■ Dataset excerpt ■
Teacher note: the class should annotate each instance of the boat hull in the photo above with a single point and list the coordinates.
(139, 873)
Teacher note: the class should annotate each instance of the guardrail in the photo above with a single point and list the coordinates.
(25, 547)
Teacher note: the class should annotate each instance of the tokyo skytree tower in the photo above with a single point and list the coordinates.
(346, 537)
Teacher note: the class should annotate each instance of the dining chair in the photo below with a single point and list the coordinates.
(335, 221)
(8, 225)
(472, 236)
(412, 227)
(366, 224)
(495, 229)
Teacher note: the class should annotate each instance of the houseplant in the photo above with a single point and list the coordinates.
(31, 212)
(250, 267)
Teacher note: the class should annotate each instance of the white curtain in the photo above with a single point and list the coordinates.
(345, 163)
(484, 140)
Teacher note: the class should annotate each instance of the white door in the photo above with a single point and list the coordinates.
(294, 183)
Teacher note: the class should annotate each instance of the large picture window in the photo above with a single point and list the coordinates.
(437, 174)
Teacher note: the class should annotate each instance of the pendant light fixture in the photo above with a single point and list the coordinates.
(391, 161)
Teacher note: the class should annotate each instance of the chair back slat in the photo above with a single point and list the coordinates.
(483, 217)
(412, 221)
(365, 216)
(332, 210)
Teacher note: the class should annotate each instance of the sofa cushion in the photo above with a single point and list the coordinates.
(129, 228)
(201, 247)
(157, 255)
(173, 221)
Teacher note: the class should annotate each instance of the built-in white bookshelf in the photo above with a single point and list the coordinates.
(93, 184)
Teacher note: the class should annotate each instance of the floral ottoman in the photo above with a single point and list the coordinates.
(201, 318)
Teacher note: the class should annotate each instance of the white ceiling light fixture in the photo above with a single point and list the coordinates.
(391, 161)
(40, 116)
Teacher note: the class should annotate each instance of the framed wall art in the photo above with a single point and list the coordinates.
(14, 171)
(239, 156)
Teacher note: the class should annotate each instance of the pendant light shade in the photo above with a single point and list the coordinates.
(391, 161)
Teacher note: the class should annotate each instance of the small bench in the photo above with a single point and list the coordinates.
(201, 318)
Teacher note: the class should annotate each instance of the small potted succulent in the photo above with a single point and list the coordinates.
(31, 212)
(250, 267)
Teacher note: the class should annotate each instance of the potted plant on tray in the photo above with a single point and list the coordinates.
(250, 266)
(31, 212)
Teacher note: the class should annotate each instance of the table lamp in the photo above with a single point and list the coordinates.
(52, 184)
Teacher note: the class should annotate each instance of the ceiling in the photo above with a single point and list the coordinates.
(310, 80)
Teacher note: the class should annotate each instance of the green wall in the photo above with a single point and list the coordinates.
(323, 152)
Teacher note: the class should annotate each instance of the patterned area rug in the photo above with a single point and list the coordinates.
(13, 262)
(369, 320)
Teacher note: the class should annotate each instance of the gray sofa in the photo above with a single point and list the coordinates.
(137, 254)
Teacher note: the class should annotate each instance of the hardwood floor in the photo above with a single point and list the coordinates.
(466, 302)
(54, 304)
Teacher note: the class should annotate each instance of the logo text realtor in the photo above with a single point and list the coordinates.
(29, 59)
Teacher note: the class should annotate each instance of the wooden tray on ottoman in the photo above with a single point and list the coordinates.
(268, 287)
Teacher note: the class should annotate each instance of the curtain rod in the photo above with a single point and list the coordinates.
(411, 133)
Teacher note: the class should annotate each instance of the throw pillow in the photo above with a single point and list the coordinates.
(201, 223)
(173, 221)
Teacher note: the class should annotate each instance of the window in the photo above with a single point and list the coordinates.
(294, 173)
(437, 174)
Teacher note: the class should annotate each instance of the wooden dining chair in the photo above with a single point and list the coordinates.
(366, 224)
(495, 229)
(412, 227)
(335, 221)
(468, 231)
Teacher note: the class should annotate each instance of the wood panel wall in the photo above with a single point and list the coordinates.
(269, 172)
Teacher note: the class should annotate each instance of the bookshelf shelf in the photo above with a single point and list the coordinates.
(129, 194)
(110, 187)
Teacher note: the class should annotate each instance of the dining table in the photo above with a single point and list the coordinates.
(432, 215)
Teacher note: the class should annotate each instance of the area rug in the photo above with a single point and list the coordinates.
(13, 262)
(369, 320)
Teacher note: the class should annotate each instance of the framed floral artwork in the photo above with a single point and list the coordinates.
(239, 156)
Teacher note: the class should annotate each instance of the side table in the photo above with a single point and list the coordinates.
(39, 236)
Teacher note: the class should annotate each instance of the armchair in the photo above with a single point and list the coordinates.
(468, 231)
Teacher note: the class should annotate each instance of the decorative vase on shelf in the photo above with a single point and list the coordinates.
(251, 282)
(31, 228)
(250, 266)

■ WHAT IS ASKED ■
Print the entire listing above verbatim, from its first line to its last, without any alteration.

■ ANSWER TO THE TASK ■
Teacher note: the class should annotate each instance of the boat hull in the photo above with a single point and list the coordinates.
(139, 873)
Teacher note: the class should annotate each instance of the guardrail in the photo above with a single point and list the coordinates.
(25, 547)
Teacher note: the class should annotate each instance of the tokyo skytree tower in the photo above with a single point and list the coordinates.
(346, 537)
Teacher note: the class should annotate each instance of the dining chair in the photo below with a single point and list the coordinates.
(335, 221)
(8, 225)
(472, 236)
(412, 227)
(366, 224)
(495, 229)
Teacher note: the class should annotate each instance of the houseplant in the photo above with a single point and list the coordinates.
(31, 212)
(250, 267)
Teacher note: the class should annotate each instance of the white curtain in the photo above with a single point and list the coordinates.
(345, 163)
(484, 140)
Teacher note: the class should annotate each instance of the white door in the photo above with a single point and list the coordinates.
(294, 183)
Teacher note: the class should annotate each instance of the large picture window in the photo above with a single point and list the coordinates.
(437, 174)
Teacher note: the class should annotate each instance of the pendant light fixture in the photo above with a single point and list the coordinates.
(391, 161)
Teacher note: the class should annotate each instance of the chair back slat in the photo above with a single point and list the coordinates.
(483, 217)
(412, 221)
(365, 216)
(332, 210)
Teacher note: the class should annotate each instance of the sofa cushion in the photo above with a single point and list the coordinates.
(129, 228)
(201, 247)
(157, 255)
(173, 221)
Teacher note: the class should annotate each instance of the built-in white bookshelf in the photo above with a single point and list the coordinates.
(93, 184)
Teacher note: the class should annotate each instance of the floral ottoman in the photo above with a single point and list the coordinates.
(201, 318)
Teacher note: the class should annotate each instance of the white ceiling light fixture in the photo above with a single point and list the coordinates.
(391, 161)
(40, 116)
Teacher note: the class should annotate each instance of the framed wall art in the photo above with a single point and list the coordinates.
(14, 171)
(239, 156)
Teacher note: the class should annotate each instance of the pendant light shade in the photo above with a single point and list the coordinates.
(391, 161)
Teacher note: the class should annotate each instance of the small bench in the photo above with a single point and list the coordinates.
(201, 318)
Teacher note: the class should annotate each instance of the small potted succulent in the photo above with a single point and list the coordinates.
(31, 212)
(250, 267)
Teacher note: the class should annotate each instance of the potted plant on tray in the photo above with a single point and list the coordinates.
(250, 266)
(31, 212)
Teacher note: the class should annotate each instance of the table lamp in the photo above with a single point and list the coordinates.
(52, 184)
Teacher note: the class should annotate each instance of the ceiling in the photo above with a single point and list the coordinates.
(310, 80)
Teacher note: the class should annotate each instance of the green wall in the photo above with a single point and list the coordinates.
(323, 152)
Teacher note: the class should annotate each instance of the patterned area rug in the photo above with a single point and list the coordinates.
(13, 262)
(369, 320)
Teacher note: the class should annotate each instance of the gray sofa in the photo above with a single point and list the coordinates.
(137, 254)
Teacher note: the class should annotate each instance of the hardwood floor in the photo above with a single point and list the coordinates.
(466, 302)
(54, 304)
Teacher note: the class should annotate each instance of the logo text realtor in the photo above with a single point and list the coordinates.
(29, 59)
Teacher note: the class should annotate each instance of the wooden tray on ottoman in the photo above with a single point and list the coordinates.
(268, 287)
Teacher note: the class should annotate each instance of the curtain rod in the photo above with a single point and list the coordinates.
(411, 133)
Teacher note: the class should annotate each instance of the throw pillow in the photo above with a single point and list the coordinates.
(201, 223)
(173, 221)
Teacher note: the class should annotate each instance of the window in the photo above with a single point and list the coordinates.
(294, 173)
(437, 174)
Teacher note: the class should annotate each instance of the wooden dining chair in the photo above with a single point and list the coordinates.
(366, 224)
(495, 229)
(412, 227)
(335, 221)
(468, 231)
Teacher note: the class should annotate each instance of the wood panel wall in the photo above with a single point and list the coordinates.
(269, 172)
Teacher note: the class should annotate each instance of the bookshelf shelf in the photo above with a single point and list the coordinates.
(129, 194)
(110, 187)
Teacher note: the class should annotate each instance of the dining table in the photo above with a single point and list the coordinates.
(432, 215)
Teacher note: the class should annotate each instance of the area rug in the photo above with a single point and list the coordinates.
(13, 262)
(369, 320)
Teacher note: the class should annotate each instance of the framed floral artwork in the photo above with a single point and list the coordinates.
(239, 156)
Teacher note: the class should annotate each instance of the side table in the photo above with a single point and list the coordinates.
(39, 236)
Teacher note: the class should annotate each instance of the armchair in the photo above with a single point and list the coordinates.
(468, 231)
Teacher note: the class should annotate each instance of the decorative vase on shelf in the photo above with a single point and list the coordinates.
(251, 282)
(31, 228)
(250, 266)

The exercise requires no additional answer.